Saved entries
◇ ◇ ◇ ◇ ◇
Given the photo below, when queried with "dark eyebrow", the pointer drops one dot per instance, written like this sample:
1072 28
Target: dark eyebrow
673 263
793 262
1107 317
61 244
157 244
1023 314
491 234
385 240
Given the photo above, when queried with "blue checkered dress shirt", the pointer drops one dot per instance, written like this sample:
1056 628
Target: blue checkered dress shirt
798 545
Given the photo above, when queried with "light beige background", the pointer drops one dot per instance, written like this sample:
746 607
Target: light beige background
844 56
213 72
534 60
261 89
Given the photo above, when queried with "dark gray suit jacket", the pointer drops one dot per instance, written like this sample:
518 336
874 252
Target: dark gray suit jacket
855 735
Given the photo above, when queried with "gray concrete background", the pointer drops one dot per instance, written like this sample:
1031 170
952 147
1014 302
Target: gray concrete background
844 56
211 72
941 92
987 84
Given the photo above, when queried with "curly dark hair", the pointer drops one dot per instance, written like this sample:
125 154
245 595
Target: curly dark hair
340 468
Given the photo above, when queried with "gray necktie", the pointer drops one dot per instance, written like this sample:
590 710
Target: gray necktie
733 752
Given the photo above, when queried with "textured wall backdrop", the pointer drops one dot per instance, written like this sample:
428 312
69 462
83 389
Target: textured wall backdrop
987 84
◇ ◇ ◇ ◇ ◇
Directions for this task | Report how many lines of the preceding records include "sample". Output the number only.

Completed exercise | 8